- _WORK ITEM A_
Reproduce word for word the part of the anecdotes passage that opens with the words containing "William J. Long, in" and closes with "or in himself.".
- _WORK ITEM B_
Answer these questions from the anecdotes passage, one per line:
(i) According to Mr. Wilkinson, when is the only time the expected supply could fail to come?
(ii) Who said that Johnson had "nothing of the bear but his skin"?
(iii) Which newspaper is given as the source for Theodore Thomas's remark to an intimate friend?
-------- DOCUMENT PASSAGE --------
On one occasion two American gentlemen sat at Mr. Wilkinson’s breakfast-table and noted his opening of letters which brought God’s supply for the day. “This is all very well, so far,” said one of the gentlemen, “but what would you do, Mr. Wilkinson, if one morning the expected supply did not come?” The answer is clear in my memory, “That can only happen, sir, when God dies.” (Text.)
(1027)
William J. Long, in “English Literature,” writes thus of Samuel Johnson:
Since the man’s work fails to account for his leadership and influence, we examine his personality; and here everything is interesting. Because of a few oft-quoted passages from Boswell’s biography, Johnson appears to us as an eccentric bear, who amuses us by his growlings and clumsy antics. But there is another Johnson, a brave, patient, kindly, religious soul, who, as Goldsmith said, had “nothing of the bear but his skin”; a man who battled like a hero against poverty and pain and melancholy and the awful fear of death, and who overcame them manfully. “That trouble passed away; so will this,” sang the sorrowing Deor in the first old Anglo-Saxon lyric; and that expresses the great and suffering spirit of Johnson, who in the face of enormous obstacles never lost faith in God or in himself.
(1028)
In the self-appointed task of educating the public to an appreciation of the best in music, Mr. Theodore Thomas had a long and up-hill struggle which would have broken a weaker man. During those days he once said to an intimate friend, says the New York Herald:
“I have gone without food longer than I should, I have walked when I could not afford to ride, I have even played when my hands were cold, but I shall succeed, for I shall never give up my belief that at last the people will come to me, and my concerts will be crowded. I have undying faith in the latent musical appreciation of the American public.” (Text.)
-------- GIVEN DATA --------
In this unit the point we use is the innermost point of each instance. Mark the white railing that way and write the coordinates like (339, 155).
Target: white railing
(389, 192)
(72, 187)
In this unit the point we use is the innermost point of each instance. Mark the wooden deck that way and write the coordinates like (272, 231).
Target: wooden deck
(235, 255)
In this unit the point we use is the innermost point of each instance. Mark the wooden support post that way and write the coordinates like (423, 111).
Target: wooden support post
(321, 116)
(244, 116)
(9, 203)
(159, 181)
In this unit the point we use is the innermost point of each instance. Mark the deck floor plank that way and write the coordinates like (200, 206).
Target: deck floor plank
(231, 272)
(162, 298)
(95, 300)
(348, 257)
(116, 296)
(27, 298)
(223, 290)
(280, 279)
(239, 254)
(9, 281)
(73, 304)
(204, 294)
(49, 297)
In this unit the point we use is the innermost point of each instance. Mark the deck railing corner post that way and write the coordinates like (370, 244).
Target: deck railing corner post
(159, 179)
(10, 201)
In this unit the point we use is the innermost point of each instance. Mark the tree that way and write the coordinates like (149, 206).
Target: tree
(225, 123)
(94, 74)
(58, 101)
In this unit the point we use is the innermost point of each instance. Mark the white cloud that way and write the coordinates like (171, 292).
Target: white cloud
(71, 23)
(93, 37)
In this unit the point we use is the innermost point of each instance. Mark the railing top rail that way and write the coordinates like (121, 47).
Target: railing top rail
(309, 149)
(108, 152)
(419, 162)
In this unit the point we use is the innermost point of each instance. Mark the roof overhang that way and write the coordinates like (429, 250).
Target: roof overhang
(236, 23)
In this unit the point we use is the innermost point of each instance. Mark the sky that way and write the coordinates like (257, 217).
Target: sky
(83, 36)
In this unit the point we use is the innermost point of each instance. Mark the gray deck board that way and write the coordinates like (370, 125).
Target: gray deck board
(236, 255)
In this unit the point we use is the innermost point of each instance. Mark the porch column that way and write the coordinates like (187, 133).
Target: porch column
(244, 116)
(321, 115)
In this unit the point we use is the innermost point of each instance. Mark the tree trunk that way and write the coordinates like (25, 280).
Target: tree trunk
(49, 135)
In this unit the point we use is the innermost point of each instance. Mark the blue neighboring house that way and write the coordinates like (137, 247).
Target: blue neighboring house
--------
- _RESPONSE AREA A_
William J. Long, in “English Literature,” writes thus of Samuel Johnson:
Since the man’s work fails to account for his leadership and influence, we examine his personality; and here everything is interesting. Because of a few oft-quoted passages from Boswell’s biography, Johnson appears to us as an eccentric bear, who amuses us by his growlings and clumsy antics. But there is another Johnson, a brave, patient, kindly, religious soul, who, as Goldsmith said, had “nothing of the bear but his skin”; a man who battled like a hero against poverty and pain and melancholy and the awful fear of death, and who overcame them manfully. “That trouble passed away; so will this,” sang the sorrowing Deor in the first old Anglo-Saxon lyric; and that expresses the great and suffering spirit of Johnson, who in the face of enormous obstacles never lost faith in God or in himself.

- _RESPONSE AREA B_
(i) Only when God dies.
(ii) Goldsmith.
(iii) The New York Herald.